# WHAT TO PRODUCE
Your answer must be an exact copy of the data below.

::::::

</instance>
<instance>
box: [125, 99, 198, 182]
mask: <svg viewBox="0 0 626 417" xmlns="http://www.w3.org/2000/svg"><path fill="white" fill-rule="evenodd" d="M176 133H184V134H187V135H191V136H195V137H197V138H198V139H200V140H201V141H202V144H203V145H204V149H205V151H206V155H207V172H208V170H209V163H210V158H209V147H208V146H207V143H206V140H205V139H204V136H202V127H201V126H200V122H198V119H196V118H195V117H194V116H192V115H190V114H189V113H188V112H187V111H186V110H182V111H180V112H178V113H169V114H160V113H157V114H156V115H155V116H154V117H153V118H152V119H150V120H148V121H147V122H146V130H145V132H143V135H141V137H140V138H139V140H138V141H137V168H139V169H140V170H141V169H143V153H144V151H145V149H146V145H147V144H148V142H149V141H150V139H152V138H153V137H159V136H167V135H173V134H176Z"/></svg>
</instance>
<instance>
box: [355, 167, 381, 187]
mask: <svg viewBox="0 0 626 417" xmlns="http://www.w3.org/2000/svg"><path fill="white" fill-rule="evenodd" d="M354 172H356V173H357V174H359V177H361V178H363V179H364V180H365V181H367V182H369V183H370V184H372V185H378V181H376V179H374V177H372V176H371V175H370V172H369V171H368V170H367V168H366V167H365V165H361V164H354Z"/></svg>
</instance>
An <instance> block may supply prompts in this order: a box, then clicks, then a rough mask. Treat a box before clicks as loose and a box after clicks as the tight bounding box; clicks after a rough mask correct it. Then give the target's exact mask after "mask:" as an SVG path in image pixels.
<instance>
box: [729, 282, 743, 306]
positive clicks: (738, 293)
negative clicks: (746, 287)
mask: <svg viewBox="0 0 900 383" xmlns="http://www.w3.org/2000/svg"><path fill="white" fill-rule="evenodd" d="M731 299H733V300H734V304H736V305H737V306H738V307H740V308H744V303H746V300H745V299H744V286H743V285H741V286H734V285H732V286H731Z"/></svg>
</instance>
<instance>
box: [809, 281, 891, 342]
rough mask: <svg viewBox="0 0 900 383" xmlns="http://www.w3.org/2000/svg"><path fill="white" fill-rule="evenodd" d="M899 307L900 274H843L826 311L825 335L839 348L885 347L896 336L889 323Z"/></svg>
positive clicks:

::::::

# TASK OUTPUT
</instance>
<instance>
box: [125, 99, 198, 182]
mask: <svg viewBox="0 0 626 417" xmlns="http://www.w3.org/2000/svg"><path fill="white" fill-rule="evenodd" d="M176 133H184V134H187V135H191V136H195V137H197V138H198V139H200V140H201V141H202V144H203V145H204V149H205V151H206V155H207V172H208V170H209V163H210V158H209V147H208V146H207V143H206V140H205V139H204V136H202V127H201V126H200V122H198V119H196V118H195V117H194V116H192V115H190V114H189V113H188V112H187V111H186V110H182V111H180V112H178V113H169V114H160V113H157V114H156V115H155V116H154V117H153V118H152V119H150V120H148V121H147V122H146V130H145V132H143V135H141V137H140V138H139V140H138V141H137V168H139V169H140V170H141V169H143V153H144V151H145V149H146V145H147V144H148V142H149V141H150V139H152V138H153V137H159V136H167V135H173V134H176Z"/></svg>
</instance>
<instance>
box: [355, 167, 381, 187]
mask: <svg viewBox="0 0 626 417" xmlns="http://www.w3.org/2000/svg"><path fill="white" fill-rule="evenodd" d="M354 172H356V173H357V174H359V177H361V178H363V179H364V180H365V181H367V182H369V183H370V184H372V185H378V181H376V179H374V177H372V176H371V175H370V172H369V171H368V170H367V168H366V167H365V165H361V164H354Z"/></svg>
</instance>
An <instance> block may supply prompts in this order: a box, then clicks, then a rough mask. Treat a box before clicks as loose and a box after clicks as the tight bounding box; clicks after a rough mask correct it. Then give the target's exact mask after "mask:" as an SVG path in image pixels.
<instance>
box: [729, 282, 743, 306]
positive clicks: (738, 293)
negative clicks: (746, 287)
mask: <svg viewBox="0 0 900 383" xmlns="http://www.w3.org/2000/svg"><path fill="white" fill-rule="evenodd" d="M731 299H733V300H734V304H736V305H737V306H738V307H740V308H744V303H746V300H745V299H744V286H743V285H741V286H734V285H732V286H731Z"/></svg>
</instance>
<instance>
box: [809, 281, 891, 342]
rough mask: <svg viewBox="0 0 900 383" xmlns="http://www.w3.org/2000/svg"><path fill="white" fill-rule="evenodd" d="M899 307L900 274H843L826 311L825 335L839 348L885 347L896 336L889 323Z"/></svg>
positive clicks:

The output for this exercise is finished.